-- START OF ARTICLE --
From mboxrd@z Thu Jan  1 00:00:00 1970
From: cwillu <cwillu@cwillu.com>
Subject: Re: Can btrfs silently repair read-error in raid1
Date: Tue, 8 May 2012 04:45:51 -0600
Message-ID: <CAE5mzvg8HgZPgFmNB3ZeuJTfLtrfeXH417bEVuHFST5z=zOMFw@mail.gmail.com>
References: <CAFvQSYTtcxdy=y4LiV6x8znDm+UD-or1TFMvLrUbad6d+cXqbQ@mail.gmail.com>
	<CAG1y0seZD1n5sckdFx=BAJa+KQguKd-Dj9_Ti1EhJRY0bE2B9Q@mail.gmail.com>
Mime-Version: 1.0
Content-Type: text/plain; charset=UTF-8
Cc: Clemens Eisserer <linuxhippy@gmail.com>,
	linux-btrfs@vger.kernel.org
To: "Fajar A. Nugraha" <list@fajar.net>
Return-path: <linux-btrfs-owner@vger.kernel.org>
In-Reply-To: <CAG1y0seZD1n5sckdFx=BAJa+KQguKd-Dj9_Ti1EhJRY0bE2B9Q@mail.gmail.com>
List-ID: <linux-btrfs.vger.kernel.org>

On Tue, May 8, 2012 at 1:36 AM, Fajar A. Nugraha <list@fajar.net> wrote:
> On Tue, May 8, 2012 at 2:13 PM, Clemens Eisserer <linuxhippy@gmail.com> wrote:
>> Hi,
>>
>> I have a quite unreliable SSD here which develops some bad blocks from
>> time to time which result in read-errors.
>> Once the block is written to again, its remapped internally and
>> everything is fine again for that block.
>>
>> Would it be possible to create 2 btrfs partitions on that drive and
>> use it in RAID1 - with btrfs silently repairing read-errors when they
>> occur?
>> Would it require special settings, to not fallback to read-only mode
>> when a read-error occurs?
>
> The problem would be how the SSD (and linux) behaves when it
> encounters bad blocks (not bad disks, which is easier).
>
> If it does "oh, I can't read this block. I just return an error
> immediately", then it's good.
>
> However, in most situation, it would be like "hmmm, I can't read this
> block, let me retry that again. What? still error? then lets retry it
> again, and again.", which could take several minutes for a single bad
> block. And during that time linux (the kernel) would do something like
> "hey, the disk is not responding. Why don't we try some stuff? Let's
> try resetting the link. If it doesn't work, try downgrading the link
> speed".
>
> In short, if you KNOW the SSD is already showing signs of bad blocks,
> better just throw it away.

The excessive number of retries (basically, the kernel repeating the
work the drive already attempted) is being addressed in the block
layer.

"[PATCH] libata-eh don't waste time retrying media errors (v3)", I
believe this is queued for 3.5
-- END OF ARTICLE --
▶ WRITTEN PROBLEM 1: In the email, shorten the paragraph that begins "However, in most situation" and keep its main facts.
▶ WRITTEN PROBLEM 2: List every person named in the email, along with each one's email address.
▶ WRITTEN PROBLEM 3: Quote the email word for word. Start at the words "On Tue, May 8, 2012 at 1:36" and stop after "a read-error occurs?".
-- START OF DATASET ENTRIES --
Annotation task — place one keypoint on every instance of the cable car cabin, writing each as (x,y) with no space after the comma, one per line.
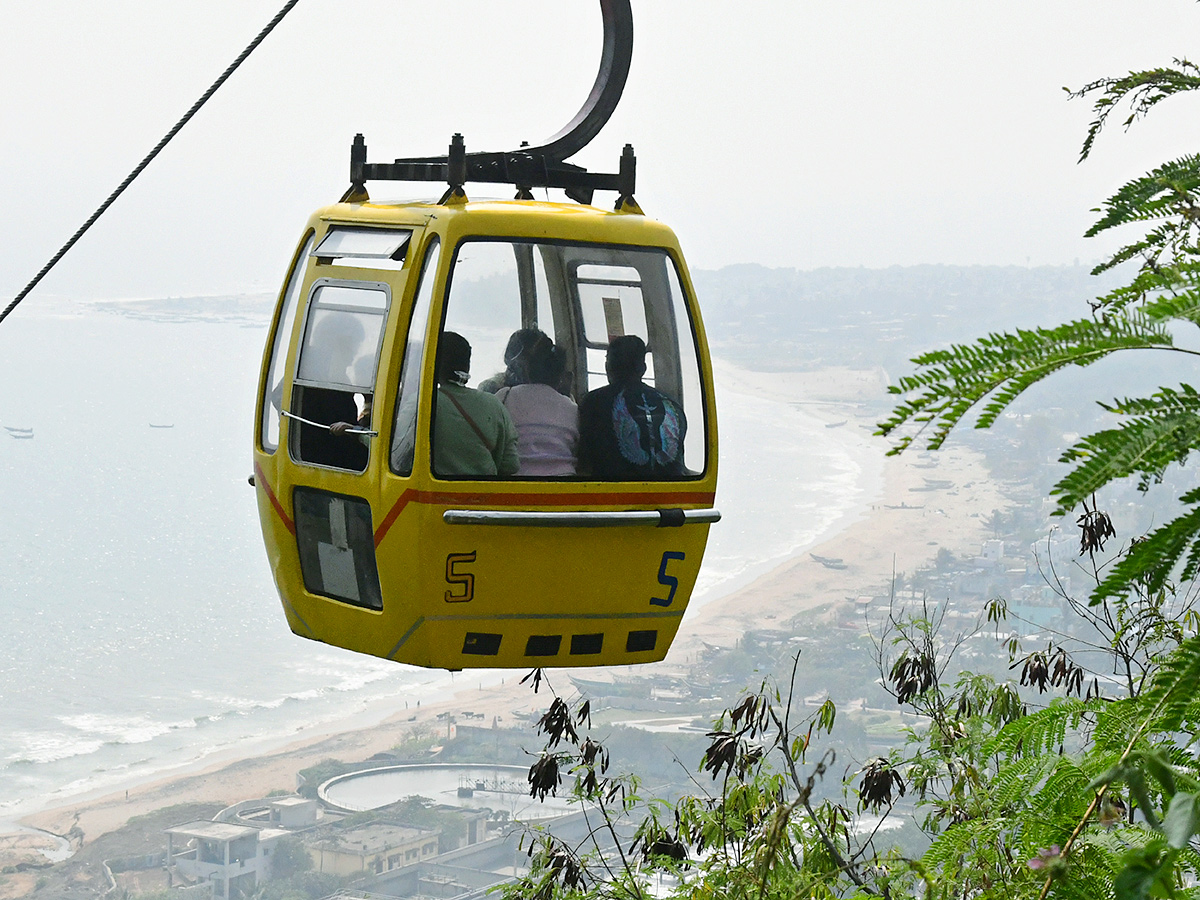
(427,534)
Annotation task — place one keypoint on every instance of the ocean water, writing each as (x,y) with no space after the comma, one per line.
(142,634)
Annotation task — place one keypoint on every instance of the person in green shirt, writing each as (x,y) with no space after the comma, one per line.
(473,435)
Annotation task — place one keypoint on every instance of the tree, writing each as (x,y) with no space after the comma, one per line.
(1162,297)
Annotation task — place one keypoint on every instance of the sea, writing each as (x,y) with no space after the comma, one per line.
(142,635)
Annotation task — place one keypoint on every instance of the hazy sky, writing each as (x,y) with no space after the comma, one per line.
(780,132)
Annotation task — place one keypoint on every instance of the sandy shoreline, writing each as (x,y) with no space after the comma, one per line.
(901,529)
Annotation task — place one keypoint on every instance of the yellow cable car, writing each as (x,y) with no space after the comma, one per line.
(486,433)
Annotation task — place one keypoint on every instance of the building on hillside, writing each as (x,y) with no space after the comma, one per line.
(372,849)
(235,859)
(294,813)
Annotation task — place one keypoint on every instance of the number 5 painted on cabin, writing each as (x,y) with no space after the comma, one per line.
(669,581)
(455,577)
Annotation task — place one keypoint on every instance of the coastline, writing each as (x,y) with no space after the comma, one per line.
(900,525)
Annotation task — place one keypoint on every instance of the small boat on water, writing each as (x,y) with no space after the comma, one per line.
(829,562)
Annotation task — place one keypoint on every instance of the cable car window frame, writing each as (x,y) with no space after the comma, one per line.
(394,251)
(412,367)
(281,340)
(381,312)
(573,327)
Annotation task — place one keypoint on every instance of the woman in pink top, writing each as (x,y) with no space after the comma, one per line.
(547,423)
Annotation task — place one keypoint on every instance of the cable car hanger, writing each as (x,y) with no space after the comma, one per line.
(528,167)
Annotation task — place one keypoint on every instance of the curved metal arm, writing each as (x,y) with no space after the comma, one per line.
(595,112)
(544,166)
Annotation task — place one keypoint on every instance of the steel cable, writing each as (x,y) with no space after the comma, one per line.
(159,147)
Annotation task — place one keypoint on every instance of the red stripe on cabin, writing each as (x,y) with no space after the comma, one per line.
(444,498)
(261,479)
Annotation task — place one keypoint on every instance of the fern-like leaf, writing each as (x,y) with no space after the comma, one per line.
(1165,429)
(1151,562)
(1144,89)
(1001,366)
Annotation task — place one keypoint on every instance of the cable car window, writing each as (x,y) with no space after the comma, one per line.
(539,321)
(366,247)
(341,342)
(274,384)
(403,439)
(336,372)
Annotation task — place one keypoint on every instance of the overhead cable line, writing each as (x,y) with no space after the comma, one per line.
(159,147)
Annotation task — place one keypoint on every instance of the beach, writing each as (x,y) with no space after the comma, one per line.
(899,527)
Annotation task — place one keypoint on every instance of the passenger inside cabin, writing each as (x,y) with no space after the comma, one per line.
(547,423)
(628,430)
(473,435)
(517,354)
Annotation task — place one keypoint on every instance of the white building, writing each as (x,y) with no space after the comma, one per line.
(234,858)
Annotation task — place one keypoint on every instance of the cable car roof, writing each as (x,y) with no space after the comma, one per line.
(515,219)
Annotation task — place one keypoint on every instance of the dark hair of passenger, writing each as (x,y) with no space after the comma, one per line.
(627,358)
(454,358)
(519,352)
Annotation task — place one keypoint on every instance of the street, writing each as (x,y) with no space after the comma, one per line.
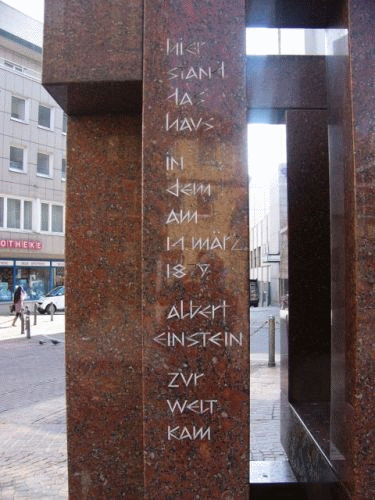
(259,317)
(33,417)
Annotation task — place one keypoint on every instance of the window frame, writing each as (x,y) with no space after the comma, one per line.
(26,109)
(24,159)
(63,170)
(50,204)
(50,164)
(4,220)
(51,117)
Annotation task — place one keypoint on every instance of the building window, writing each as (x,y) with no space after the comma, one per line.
(45,117)
(44,217)
(63,169)
(1,212)
(27,215)
(17,158)
(14,214)
(51,218)
(65,123)
(18,108)
(43,164)
(57,219)
(18,213)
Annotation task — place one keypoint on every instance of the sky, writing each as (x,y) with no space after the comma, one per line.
(265,143)
(33,8)
(266,150)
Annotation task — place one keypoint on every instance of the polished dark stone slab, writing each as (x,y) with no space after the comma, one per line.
(286,82)
(294,13)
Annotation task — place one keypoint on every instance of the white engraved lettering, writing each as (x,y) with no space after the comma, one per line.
(200,406)
(180,217)
(181,433)
(171,163)
(191,310)
(192,379)
(196,72)
(189,189)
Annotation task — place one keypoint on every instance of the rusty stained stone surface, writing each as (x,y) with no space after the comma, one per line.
(360,344)
(196,353)
(103,283)
(92,41)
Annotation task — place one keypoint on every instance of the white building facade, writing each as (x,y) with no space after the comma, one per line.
(32,164)
(266,205)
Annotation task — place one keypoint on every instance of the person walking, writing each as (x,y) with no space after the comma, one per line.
(18,304)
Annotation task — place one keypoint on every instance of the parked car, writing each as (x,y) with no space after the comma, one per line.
(53,301)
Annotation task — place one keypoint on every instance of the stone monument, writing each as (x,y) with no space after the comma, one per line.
(156,245)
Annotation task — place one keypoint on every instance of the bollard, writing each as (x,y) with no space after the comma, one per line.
(28,332)
(271,341)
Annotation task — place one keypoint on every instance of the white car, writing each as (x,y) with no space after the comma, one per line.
(53,301)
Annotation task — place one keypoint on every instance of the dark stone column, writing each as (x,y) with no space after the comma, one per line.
(195,281)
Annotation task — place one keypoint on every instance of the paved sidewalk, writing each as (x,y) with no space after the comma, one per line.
(44,326)
(265,410)
(33,458)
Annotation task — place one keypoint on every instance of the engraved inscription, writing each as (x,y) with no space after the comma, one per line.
(199,339)
(191,433)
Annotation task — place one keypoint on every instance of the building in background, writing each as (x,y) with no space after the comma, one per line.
(32,164)
(266,207)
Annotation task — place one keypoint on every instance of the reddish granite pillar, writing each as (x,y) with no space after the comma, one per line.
(195,277)
(360,290)
(103,300)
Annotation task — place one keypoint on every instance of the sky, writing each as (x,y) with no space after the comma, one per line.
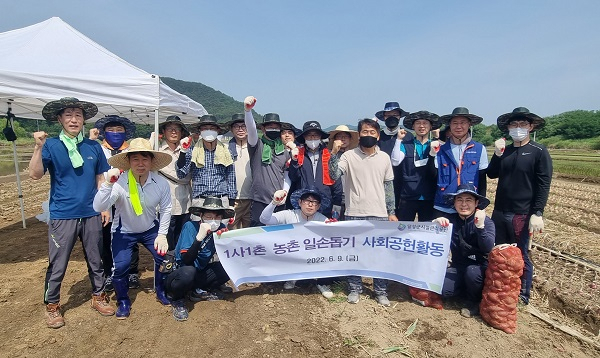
-- END OF DATASET ENTRIES --
▶ COMPLETE RESPONSE 1: Usually a drive that hits a bad block keeps retrying the read over and over. For a single bad block this can take several minutes. Meanwhile the Linux kernel sees that the disk isn't responding and tries fixes of its own. It first resets the link, and if that fails, it lowers the link speed.

▶ COMPLETE RESPONSE 2:
- cwillu: cwillu@cwillu.com
- Clemens Eisserer: linuxhippy@gmail.com
- Fajar A. Nugraha: list@fajar.net

▶ COMPLETE RESPONSE 3:
On Tue, May 8, 2012 at 1:36 AM, Fajar A. Nugraha <list@fajar.net> wrote:
> On Tue, May 8, 2012 at 2:13 PM, Clemens Eisserer <linuxhippy@gmail.com> wrote:
>> Hi,
>>
>> I have a quite unreliable SSD here which develops some bad blocks from
>> time to time which result in read-errors.
>> Once the block is written to again, its remapped internally and
>> everything is fine again for that block.
>>
>> Would it be possible to create 2 btrfs partitions on that drive and
>> use it in RAID1 - with btrfs silently repairing read-errors when they
>> occur?
>> Would it require special settings, to not fallback to read-only mode
>> when a read-error occurs?